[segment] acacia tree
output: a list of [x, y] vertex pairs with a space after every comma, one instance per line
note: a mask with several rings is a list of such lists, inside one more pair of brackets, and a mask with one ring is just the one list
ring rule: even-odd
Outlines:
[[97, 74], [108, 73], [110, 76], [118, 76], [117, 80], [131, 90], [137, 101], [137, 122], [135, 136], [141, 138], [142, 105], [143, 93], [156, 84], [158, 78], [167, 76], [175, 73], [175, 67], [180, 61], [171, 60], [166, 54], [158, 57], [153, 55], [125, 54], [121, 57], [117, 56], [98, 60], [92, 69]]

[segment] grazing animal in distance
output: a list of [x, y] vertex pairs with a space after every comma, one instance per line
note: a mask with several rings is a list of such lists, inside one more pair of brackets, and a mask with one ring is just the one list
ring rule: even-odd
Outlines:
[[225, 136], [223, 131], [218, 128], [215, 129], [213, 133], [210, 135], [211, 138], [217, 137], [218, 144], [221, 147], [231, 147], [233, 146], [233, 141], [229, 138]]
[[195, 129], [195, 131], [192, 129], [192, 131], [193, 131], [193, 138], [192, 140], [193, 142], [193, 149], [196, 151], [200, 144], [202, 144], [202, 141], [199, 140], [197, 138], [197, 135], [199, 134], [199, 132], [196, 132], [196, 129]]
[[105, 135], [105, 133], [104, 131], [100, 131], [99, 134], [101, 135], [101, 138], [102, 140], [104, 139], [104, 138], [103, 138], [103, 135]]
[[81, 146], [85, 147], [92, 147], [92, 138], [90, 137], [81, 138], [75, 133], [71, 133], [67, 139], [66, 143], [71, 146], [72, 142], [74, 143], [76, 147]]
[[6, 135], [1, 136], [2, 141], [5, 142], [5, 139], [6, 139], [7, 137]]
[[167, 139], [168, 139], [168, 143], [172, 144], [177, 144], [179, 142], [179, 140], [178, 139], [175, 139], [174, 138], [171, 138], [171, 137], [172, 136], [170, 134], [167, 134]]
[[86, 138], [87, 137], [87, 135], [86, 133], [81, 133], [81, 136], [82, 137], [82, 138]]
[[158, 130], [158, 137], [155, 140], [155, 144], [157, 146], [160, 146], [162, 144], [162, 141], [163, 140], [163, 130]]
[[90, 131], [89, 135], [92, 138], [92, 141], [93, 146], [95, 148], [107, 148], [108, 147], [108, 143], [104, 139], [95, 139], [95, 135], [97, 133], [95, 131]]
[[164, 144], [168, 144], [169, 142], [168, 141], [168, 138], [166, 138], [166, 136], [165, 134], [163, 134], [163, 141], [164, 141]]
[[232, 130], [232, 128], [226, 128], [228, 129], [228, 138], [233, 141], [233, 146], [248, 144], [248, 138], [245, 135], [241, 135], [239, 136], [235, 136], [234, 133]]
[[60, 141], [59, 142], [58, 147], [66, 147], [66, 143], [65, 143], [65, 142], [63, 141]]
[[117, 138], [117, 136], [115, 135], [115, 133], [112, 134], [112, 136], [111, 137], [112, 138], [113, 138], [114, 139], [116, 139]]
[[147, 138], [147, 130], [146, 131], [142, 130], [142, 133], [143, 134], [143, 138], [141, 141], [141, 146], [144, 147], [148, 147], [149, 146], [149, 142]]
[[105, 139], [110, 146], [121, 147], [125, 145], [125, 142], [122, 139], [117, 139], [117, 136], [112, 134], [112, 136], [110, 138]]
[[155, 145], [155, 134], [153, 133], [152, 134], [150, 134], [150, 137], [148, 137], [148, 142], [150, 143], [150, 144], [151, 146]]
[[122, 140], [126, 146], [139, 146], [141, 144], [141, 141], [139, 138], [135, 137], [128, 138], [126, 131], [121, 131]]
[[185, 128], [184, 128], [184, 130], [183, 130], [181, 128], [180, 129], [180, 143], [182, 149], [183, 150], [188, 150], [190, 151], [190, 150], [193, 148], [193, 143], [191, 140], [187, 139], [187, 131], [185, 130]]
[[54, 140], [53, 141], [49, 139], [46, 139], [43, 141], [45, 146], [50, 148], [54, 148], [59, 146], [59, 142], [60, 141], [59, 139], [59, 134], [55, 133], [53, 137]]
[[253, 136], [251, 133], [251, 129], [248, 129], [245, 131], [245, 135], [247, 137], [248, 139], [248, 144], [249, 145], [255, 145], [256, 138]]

■ ■ ■ ■ ■ ■ ■

> _YOUR INSTRUCTIONS_: Write out all the lines above again, switching every "instance" to "object" and keeping everything else the same.

> _RESULT BELOW_:
[segment] acacia tree
output: a list of [x, y] vertex pairs with a space after every comma, one object per line
note: a mask with several rings is a list of such lists, inside one more pair of brackets, and a mask with one ring is just the one list
ring rule: even-odd
Outlines:
[[97, 74], [108, 73], [110, 76], [118, 76], [117, 80], [131, 90], [137, 101], [137, 122], [135, 136], [141, 138], [142, 105], [143, 93], [156, 84], [158, 78], [167, 76], [175, 73], [175, 67], [180, 61], [171, 60], [166, 54], [158, 57], [153, 55], [125, 54], [121, 57], [117, 56], [98, 60], [92, 69]]

[segment] grazing animal in distance
output: a list of [x, y] vertex pairs with a space after every comma, one object per line
note: a mask with several rings is a list of such lists, inside one more pair of brackets, and a mask with one ring is just the one list
ring rule: even-odd
Outlines:
[[225, 136], [223, 131], [218, 128], [215, 129], [213, 133], [210, 135], [211, 138], [217, 137], [218, 144], [221, 147], [231, 147], [233, 146], [233, 141], [229, 138]]
[[195, 129], [195, 131], [192, 129], [192, 131], [193, 131], [193, 138], [192, 140], [193, 142], [193, 149], [196, 151], [200, 144], [202, 144], [202, 141], [199, 140], [197, 138], [197, 135], [199, 134], [199, 132], [196, 132], [196, 129]]
[[105, 135], [105, 133], [104, 131], [100, 131], [99, 134], [101, 135], [101, 138], [102, 140], [104, 139], [104, 138], [103, 138], [103, 135]]
[[81, 146], [85, 147], [92, 147], [92, 138], [90, 137], [81, 138], [75, 133], [71, 133], [67, 139], [66, 143], [71, 146], [72, 142], [74, 143], [76, 147]]
[[6, 135], [1, 136], [2, 141], [5, 142], [5, 139], [6, 139], [7, 137]]
[[167, 139], [168, 139], [168, 143], [172, 144], [177, 144], [179, 142], [179, 140], [178, 139], [175, 139], [174, 138], [171, 138], [171, 137], [172, 136], [170, 134], [167, 134]]
[[86, 138], [87, 137], [87, 135], [86, 133], [81, 133], [81, 136], [82, 137], [82, 138]]
[[158, 130], [158, 137], [155, 140], [155, 144], [157, 146], [160, 146], [162, 144], [162, 141], [163, 140], [163, 130]]
[[90, 131], [89, 135], [92, 138], [92, 141], [93, 146], [95, 148], [107, 148], [108, 147], [108, 143], [104, 139], [95, 139], [95, 135], [97, 133], [95, 131]]
[[164, 144], [168, 144], [169, 142], [168, 141], [168, 138], [166, 138], [166, 136], [165, 134], [163, 134], [163, 141], [164, 141]]
[[232, 130], [232, 128], [226, 128], [228, 129], [228, 138], [233, 141], [233, 146], [248, 144], [248, 138], [245, 135], [241, 135], [239, 136], [235, 136], [234, 133]]
[[60, 141], [59, 142], [58, 147], [66, 147], [66, 143], [65, 143], [65, 142], [63, 141]]
[[117, 138], [117, 136], [115, 135], [115, 133], [112, 134], [112, 136], [111, 137], [112, 138], [113, 138], [114, 139], [116, 139]]
[[147, 138], [147, 130], [146, 131], [142, 130], [142, 133], [143, 134], [143, 138], [141, 141], [141, 146], [144, 147], [148, 147], [149, 146], [149, 142]]
[[105, 139], [110, 146], [121, 147], [125, 145], [125, 142], [122, 139], [117, 139], [117, 136], [112, 134], [112, 136], [110, 138]]
[[155, 145], [155, 134], [153, 133], [152, 134], [150, 134], [150, 137], [148, 137], [148, 142], [150, 143], [150, 144], [151, 146]]
[[122, 140], [126, 146], [139, 146], [141, 144], [141, 141], [139, 138], [135, 137], [128, 138], [126, 131], [121, 131]]
[[185, 128], [184, 128], [184, 130], [183, 130], [181, 128], [180, 129], [180, 143], [182, 149], [183, 150], [188, 150], [190, 151], [190, 150], [193, 148], [193, 143], [191, 140], [187, 139], [187, 131], [185, 130]]
[[54, 140], [53, 141], [49, 139], [46, 139], [43, 141], [45, 146], [50, 148], [54, 148], [59, 146], [59, 142], [60, 141], [59, 139], [59, 134], [55, 133], [53, 137]]
[[253, 136], [251, 133], [251, 129], [248, 129], [245, 131], [245, 135], [247, 137], [248, 139], [248, 144], [249, 145], [255, 145], [256, 138]]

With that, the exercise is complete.